Texte
Zara Ibrahim dite Alitane
Alitane
Le coeur d'Agadez
L'une des rares femmes diplômées de l'équivalent nigérien de l'ENA, Alitane, maire d'Agadez, commune de 100 000 habitants, gère sa ville avec rigueur et générosité. Son salaire, elle le distribue aux nécessiteux, quant à sa maison, elle reste toujours ouverte.
Elle
est née vers 1960, dans le désert du Ténéré,
au sein d'une famille de Touaregs. Quarante ans plus tard, elle préside
aux destinées de la ville mythique d'Agadez, dont elle a été
nommé maire il y a près de trois ans. Mme Ibrahim Zara el Hadj el
Mamadou, dite Alitane, est venue à Paris suivre une formation sur la décentralisation
à la Banque mondiale, et chercher des bienfaiteurs pour sa ville, carrefour
caravanier depuis le premier millénaire avant notre ère.
Hiératique,
vêtue et coiffée de parures sublimes, l'élue ne passe pas
inaperçue. Derrière cette façade de féminité
se cache une dame de fer, militante de toujours, au service de la cause féministe,
syndicale puis touareg, au plus fort de la rebellion sanglante qui s'est achevée
en 1996. Aujourd'hui, après des années de combat en faveur des minorités,
elle assume le pouvoir au niveau municipal, sous la bannière de son nouveau
parti, la CDS (Convention démocratique et sociale). Son ambition pour Agadez
tient en trois obiectifs . " Une mairie modèle sur le plan de la
gestion, une ville Propre, des perspectives de développement pour les femmes
et les jeunes". Une partie de ce programme a été réalisée
. les fonctionnaires sont payés, la corruption bannie, des aides extérieures
ont été obtenues pour lancer le chantier d'assainissement de la
ville. " Dans toutes les organisations où j'ai milité, on
m'a toujours nommée trésorière ou commissaire aux comptes ", se souvient-elle tout sourire.

Consigne
Recopiez le texte de "Zara Ibrahim dite" jusqu'à "avant notre ère." inclus, en changeant "rigueur" en "fermeté". Les items présentés ensuite sont indépendants du texte.

Items fournis
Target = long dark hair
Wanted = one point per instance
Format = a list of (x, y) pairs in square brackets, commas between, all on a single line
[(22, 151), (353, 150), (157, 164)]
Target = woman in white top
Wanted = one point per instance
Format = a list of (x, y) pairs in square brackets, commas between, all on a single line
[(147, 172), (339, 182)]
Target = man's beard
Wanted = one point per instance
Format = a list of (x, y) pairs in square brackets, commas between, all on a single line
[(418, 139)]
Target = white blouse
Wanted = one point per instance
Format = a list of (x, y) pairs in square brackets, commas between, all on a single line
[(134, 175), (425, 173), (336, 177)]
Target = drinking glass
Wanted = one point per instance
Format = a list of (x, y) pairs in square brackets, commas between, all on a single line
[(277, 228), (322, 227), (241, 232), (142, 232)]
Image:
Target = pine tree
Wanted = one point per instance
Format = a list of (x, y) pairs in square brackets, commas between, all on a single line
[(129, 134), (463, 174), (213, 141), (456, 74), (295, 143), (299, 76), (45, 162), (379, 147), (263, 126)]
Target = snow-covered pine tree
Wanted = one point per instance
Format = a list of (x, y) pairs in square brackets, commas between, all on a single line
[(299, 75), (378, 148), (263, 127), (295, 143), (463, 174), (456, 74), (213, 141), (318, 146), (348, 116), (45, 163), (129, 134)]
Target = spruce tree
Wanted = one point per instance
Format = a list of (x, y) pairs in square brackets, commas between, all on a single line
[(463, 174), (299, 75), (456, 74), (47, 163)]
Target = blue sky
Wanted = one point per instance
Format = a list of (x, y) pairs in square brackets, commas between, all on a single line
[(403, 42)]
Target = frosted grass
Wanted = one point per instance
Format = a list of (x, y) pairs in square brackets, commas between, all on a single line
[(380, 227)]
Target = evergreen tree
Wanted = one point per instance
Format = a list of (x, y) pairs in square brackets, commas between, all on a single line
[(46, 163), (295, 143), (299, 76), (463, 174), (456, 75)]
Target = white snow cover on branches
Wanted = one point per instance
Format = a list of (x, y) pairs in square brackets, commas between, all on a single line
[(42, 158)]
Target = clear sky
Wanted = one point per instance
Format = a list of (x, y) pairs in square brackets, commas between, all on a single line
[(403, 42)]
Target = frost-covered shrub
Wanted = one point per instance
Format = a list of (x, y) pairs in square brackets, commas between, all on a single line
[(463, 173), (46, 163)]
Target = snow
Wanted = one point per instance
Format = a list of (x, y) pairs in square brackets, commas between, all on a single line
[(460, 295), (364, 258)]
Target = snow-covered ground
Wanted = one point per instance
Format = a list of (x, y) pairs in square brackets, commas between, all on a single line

Réponse attendue
Zara Ibrahim dite Alitane
Alitane
Le coeur d'Agadez
L'une des rares femmes diplômées de l'équivalent nigérien de l'ENA, Alitane, maire d'Agadez, commune de 100 000 habitants, gère sa ville avec fermeté et générosité. Son salaire, elle le distribue aux nécessiteux, quant à sa maison, elle reste toujours ouverte.
Elle
est née vers 1960, dans le désert du Ténéré,
au sein d'une famille de Touaregs. Quarante ans plus tard, elle préside
aux destinées de la ville mythique d'Agadez, dont elle a été
nommé maire il y a près de trois ans. Mme Ibrahim Zara el Hadj el
Mamadou, dite Alitane, est venue à Paris suivre une formation sur la décentralisation
à la Banque mondiale, et chercher des bienfaiteurs pour sa ville, carrefour
caravanier depuis le premier millénaire avant notre ère.